* _Text_:
Hi Agner,
I have read your blog and tutorial (Optimizing software in C++) with special focus on section 13.7 (page 139 - 141).
I am trying to run MKL2019 on AMD cpu on Ubuntu 18.04 by changing the CPU dispatcher as per your code snippet given in intel_mkl_feature_patch.c (from asmlib.zip).
I added your CPU dispatcher snippet into the application and tried to compile by additionally linking libmkl_core.so.
But I got the following errors:-
undefined reference to __intel_mkl_feature_indicator
undefined reference to __intel_mkl_feature_indicator_x
undefined reference to __intel_mkl_features_init_x
undefined reference to __intel_mkl_feature_indicator_x
undefined reference to __intel_mkl_feature_indicator
When I directly use dispatchpatch64.o from amslib.zip, I get undefined reference to intel_mkl_patch.
Can you please let me know other system dependencies required to use your patch? Or that new MKL's CPU dispatcher has changed and the above functions no longer exist.
Thanks,
Biplab Raut
Deng wrote:
Recently I tested the inteldispatchpatch.zip
(2014-07-30) in asmlib on MKL library in Intel
Parallel Studio 2015 Update 3.
It gave me error like "Intel MKL ERROR: CPU 1
is not supported." on AMD servers. (from
mkl_blas_xdgemv ()). If removing the
'dispatchpatch64.o' during linking, the MKL works on
AMD servers.
It seems to me that the dispatch does
not work on newer Intel MKL. do you know more way how
to patch it correct?
Agner Fog wrote:
inhahe wrote:
I think it's arguable whether or not Intel
crippled
AMD via an "affirmative engineering or
design
action" as opposed to a "failure to
act" (as distinguished in the settlement).
Checking for vendor ID is an
affirmative
action. The grey area is whether they are optimizing
for specific CPU models or for specific instruction
sets. There is only one case where they distinguish
between different CPU models that have the same
instruction set, namely Pentium 4 versus Pentium
M. In
most cases, however, they use the same code path for
both, or the two paths are identical or almost
identical. The distinction may be unimportant from a
technical point of view, but it may give Intel a
legal
excuse for claiming that they are optimizing for
specific CPU models.
I doubt Intel can be required
to optimize specifically for a CPU that's not
theirs
The settlement doesn't require
that.

* _Exercise details_:
Reproduce the passage of the forum thread starting at "I am trying" and ending at "intel_mkl_feature_patch.c (from asmlib.zip).", word for word.

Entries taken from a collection

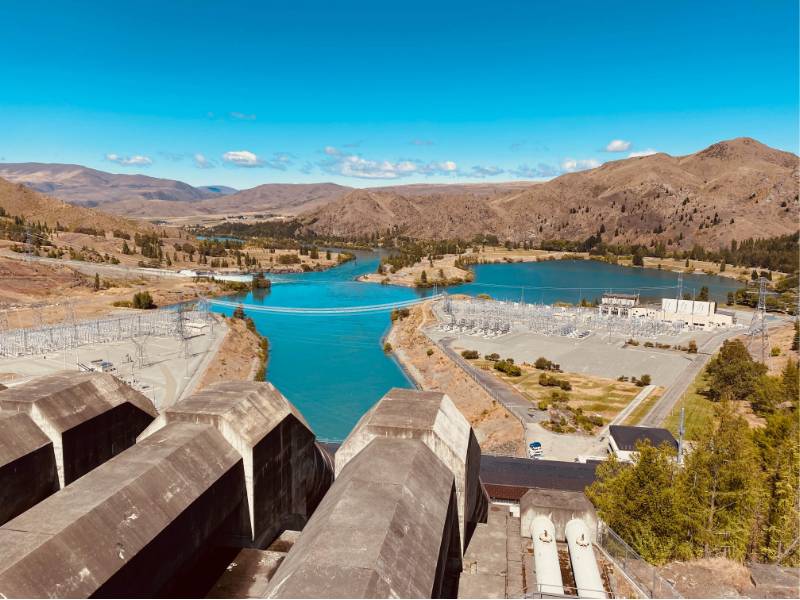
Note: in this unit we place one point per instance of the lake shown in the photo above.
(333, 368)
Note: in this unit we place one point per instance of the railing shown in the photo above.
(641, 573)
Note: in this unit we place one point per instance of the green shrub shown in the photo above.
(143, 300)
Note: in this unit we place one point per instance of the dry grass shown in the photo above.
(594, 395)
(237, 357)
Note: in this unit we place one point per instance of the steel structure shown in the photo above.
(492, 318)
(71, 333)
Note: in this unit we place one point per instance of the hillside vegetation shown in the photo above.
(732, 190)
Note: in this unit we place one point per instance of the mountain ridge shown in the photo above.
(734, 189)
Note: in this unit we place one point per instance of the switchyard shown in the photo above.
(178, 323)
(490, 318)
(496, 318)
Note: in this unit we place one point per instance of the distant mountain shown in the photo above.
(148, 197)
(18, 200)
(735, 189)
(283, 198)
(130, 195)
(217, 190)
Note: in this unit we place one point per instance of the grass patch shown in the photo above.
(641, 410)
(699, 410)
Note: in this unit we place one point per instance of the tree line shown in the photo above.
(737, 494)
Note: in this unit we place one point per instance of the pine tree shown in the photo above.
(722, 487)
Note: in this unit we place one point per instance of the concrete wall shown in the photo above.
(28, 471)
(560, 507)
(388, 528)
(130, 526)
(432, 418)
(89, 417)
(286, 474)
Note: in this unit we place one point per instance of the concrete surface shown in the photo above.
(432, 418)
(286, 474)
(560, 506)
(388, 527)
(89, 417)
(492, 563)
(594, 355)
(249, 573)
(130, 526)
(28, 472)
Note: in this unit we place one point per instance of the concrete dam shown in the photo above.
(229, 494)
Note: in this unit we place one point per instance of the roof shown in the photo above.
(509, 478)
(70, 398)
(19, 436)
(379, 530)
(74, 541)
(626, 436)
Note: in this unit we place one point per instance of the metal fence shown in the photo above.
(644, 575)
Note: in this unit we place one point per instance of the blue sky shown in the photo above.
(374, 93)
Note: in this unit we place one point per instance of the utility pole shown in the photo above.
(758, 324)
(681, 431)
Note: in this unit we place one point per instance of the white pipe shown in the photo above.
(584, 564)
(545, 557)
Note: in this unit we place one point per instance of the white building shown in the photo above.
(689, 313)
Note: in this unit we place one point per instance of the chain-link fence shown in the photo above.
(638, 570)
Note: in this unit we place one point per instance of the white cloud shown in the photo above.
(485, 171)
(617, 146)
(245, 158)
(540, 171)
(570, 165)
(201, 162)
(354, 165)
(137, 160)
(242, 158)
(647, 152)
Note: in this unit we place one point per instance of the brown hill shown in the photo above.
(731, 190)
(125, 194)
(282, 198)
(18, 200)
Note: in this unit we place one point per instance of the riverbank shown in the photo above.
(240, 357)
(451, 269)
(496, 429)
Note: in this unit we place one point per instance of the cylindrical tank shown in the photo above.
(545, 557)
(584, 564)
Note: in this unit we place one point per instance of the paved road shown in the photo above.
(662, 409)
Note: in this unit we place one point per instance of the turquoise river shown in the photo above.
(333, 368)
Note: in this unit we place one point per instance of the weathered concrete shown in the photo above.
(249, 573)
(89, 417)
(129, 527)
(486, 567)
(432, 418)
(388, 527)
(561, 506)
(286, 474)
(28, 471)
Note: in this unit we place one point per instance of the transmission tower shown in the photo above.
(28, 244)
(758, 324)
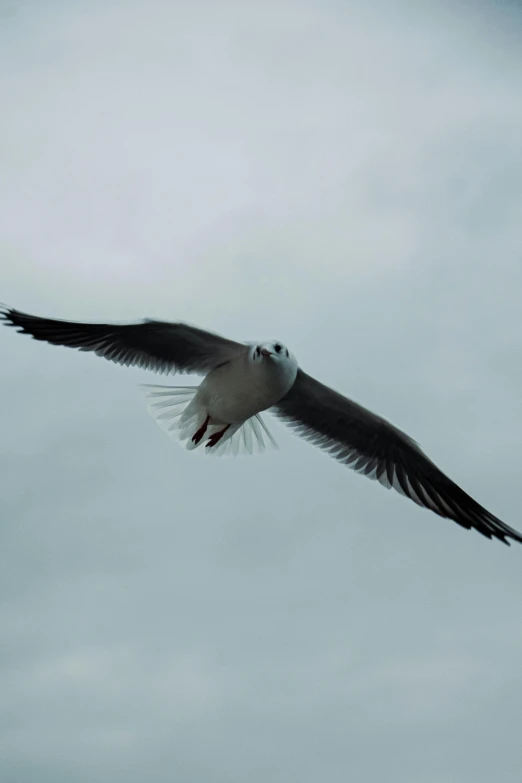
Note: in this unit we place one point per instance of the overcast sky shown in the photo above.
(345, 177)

* _Task output_:
I am trying to run MKL2019 on AMD cpu on Ubuntu 18.04 by changing the CPU dispatcher as per your code snippet given in intel_mkl_feature_patch.c (from asmlib.zip).